Exact copy, no pictures: output all the records that follow.

WORKING DATA:
>>>

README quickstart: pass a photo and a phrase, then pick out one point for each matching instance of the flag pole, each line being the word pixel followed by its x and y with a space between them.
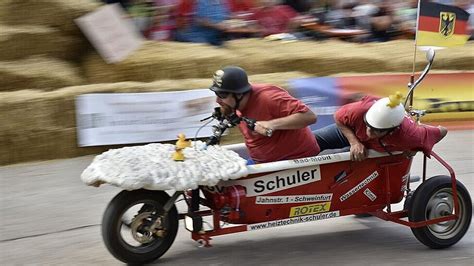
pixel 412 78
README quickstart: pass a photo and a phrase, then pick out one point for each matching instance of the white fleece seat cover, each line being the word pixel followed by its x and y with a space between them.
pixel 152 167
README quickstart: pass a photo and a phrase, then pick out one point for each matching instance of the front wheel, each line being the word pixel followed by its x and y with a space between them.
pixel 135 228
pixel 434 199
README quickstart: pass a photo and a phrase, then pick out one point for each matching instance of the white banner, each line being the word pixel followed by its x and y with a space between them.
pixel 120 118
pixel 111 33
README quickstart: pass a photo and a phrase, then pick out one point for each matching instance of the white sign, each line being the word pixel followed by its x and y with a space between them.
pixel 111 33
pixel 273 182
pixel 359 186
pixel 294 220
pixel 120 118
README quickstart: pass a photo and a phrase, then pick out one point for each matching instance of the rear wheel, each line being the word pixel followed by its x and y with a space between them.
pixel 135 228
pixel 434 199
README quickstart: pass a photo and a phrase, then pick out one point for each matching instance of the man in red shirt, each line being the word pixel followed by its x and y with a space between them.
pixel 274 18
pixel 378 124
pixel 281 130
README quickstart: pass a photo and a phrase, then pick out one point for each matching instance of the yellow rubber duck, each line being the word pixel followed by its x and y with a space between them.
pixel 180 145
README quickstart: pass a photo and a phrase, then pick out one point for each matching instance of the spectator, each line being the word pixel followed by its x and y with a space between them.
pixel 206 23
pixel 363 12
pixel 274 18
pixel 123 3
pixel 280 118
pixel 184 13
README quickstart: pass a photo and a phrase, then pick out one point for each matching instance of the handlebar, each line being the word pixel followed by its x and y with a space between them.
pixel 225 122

<<<

RESPONSE TO THIS EXERCISE:
README quickstart: pass a photo and a phrase, then pick out one point for each matching instance of the flag pole, each line being the word pixel followed by its x and y with a space between them.
pixel 412 78
README quickstart: pass a photo and a phrase, then pick out one point for each matching instance of the white fleece seat cover, each line being the word pixel followed by its x and y with a space between them.
pixel 152 167
README quickstart: pass a photo and a phrase, then pick out one point for each matching instance of the front wheel, each line being the word pixel followed by its x and y with a space between them.
pixel 135 228
pixel 434 199
README quickstart: pass a photo and a phrase, then pick out one point for each matching instance of the white banner, each line being the word pixel followed by its x and y with a space between them.
pixel 120 118
pixel 111 33
README quickstart: pass a photo and a phrase, then pick out one point for each matching instance of the white sign, each line being the word pixel followed by its x and y with a space between them.
pixel 111 33
pixel 273 182
pixel 359 186
pixel 294 220
pixel 120 118
README quickstart: pass a photo and a phrase, then pick out one point for each matching instance of the rear wheel, each line being the word pixel followed by its x and y with a space between them.
pixel 135 228
pixel 434 199
README quickstart: pass a photo and a phrase, then pick out one point for each matching instance of the man in red shirt, each line being the word pixel followed by its x and y with a space between them.
pixel 274 18
pixel 378 124
pixel 281 130
README quickstart: pass a photo and a phrase, then pick out one point for each matching instance of the yellow rubber duck, each line being the word pixel followed by its x and y with a space between them.
pixel 180 145
README quickstart: pass a photo and a phrase, then pick out one point for each matching instance of the spectator, each line being the word pixel followed by its x and y with a space between them.
pixel 206 23
pixel 363 12
pixel 274 18
pixel 123 3
pixel 280 118
pixel 184 13
README quickstart: pass a photo and a phrase, then pick out one point for each matching instance of the handlebar, each line being the word pixel followed by its x and y with a space between them.
pixel 225 122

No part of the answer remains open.